* **Excerpt**:
+===+

The Hiroshima/Nagasaki Day rally and march on August 6 called on Labor to scrap the AUKUS nuclear submarine deal and to sign the 2017 Treaty on the Prohibition of Nuclear Weapons.
A range of speakers addressed the protest which then marched to the Department of Defence offices where wreaths were laid for victims of nuclear bombs Hiroshima, Nagasaki, Maralinga and the Pacific.
One of the wreath layers, Naruaki Cann (who was born in Hiroshima), made a strong speech identifying the United States’ imperialism as the prime cause of the nuclear war threat today.
“The bombing in my home changed the world. Countries all around the world would seek to emulate the US’s power. The nuclear threat became a way for powerful countries to impose their will on others.”

+===+

* **Record extracts**:
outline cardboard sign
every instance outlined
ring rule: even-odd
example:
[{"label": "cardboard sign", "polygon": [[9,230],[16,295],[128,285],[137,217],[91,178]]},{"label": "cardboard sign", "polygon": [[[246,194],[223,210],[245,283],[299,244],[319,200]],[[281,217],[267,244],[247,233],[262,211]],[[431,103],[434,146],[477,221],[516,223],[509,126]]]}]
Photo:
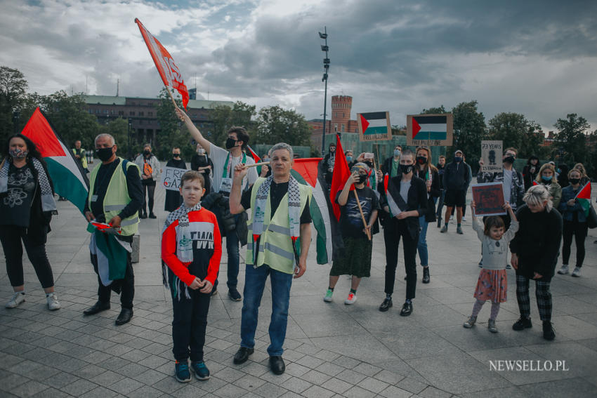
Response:
[{"label": "cardboard sign", "polygon": [[472,185],[473,201],[475,202],[475,216],[504,215],[502,207],[504,189],[501,183],[487,183]]},{"label": "cardboard sign", "polygon": [[453,124],[454,116],[451,113],[407,115],[406,145],[452,146]]},{"label": "cardboard sign", "polygon": [[181,186],[181,179],[186,171],[185,168],[164,167],[162,173],[162,185],[169,191],[178,191]]},{"label": "cardboard sign", "polygon": [[359,140],[383,141],[392,139],[390,112],[372,112],[357,114],[359,124]]},{"label": "cardboard sign", "polygon": [[499,173],[501,171],[501,153],[504,146],[501,141],[481,141],[481,159],[484,173]]}]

+===+

* **Study questions**:
[1] According to the rally report, where did the protest march after the speakers addressed it?
[2] Reproduce word for word the part of the rally report from "The Hiroshima/Nagasaki Day" up to and including "of Nuclear Weapons.".

* **Answers provided**:
[1] It marched to the Department of Defence offices.

[2]
The Hiroshima/Nagasaki Day rally and march on August 6 called on Labor to scrap the AUKUS nuclear submarine deal and to sign the 2017 Treaty on the Prohibition of Nuclear Weapons.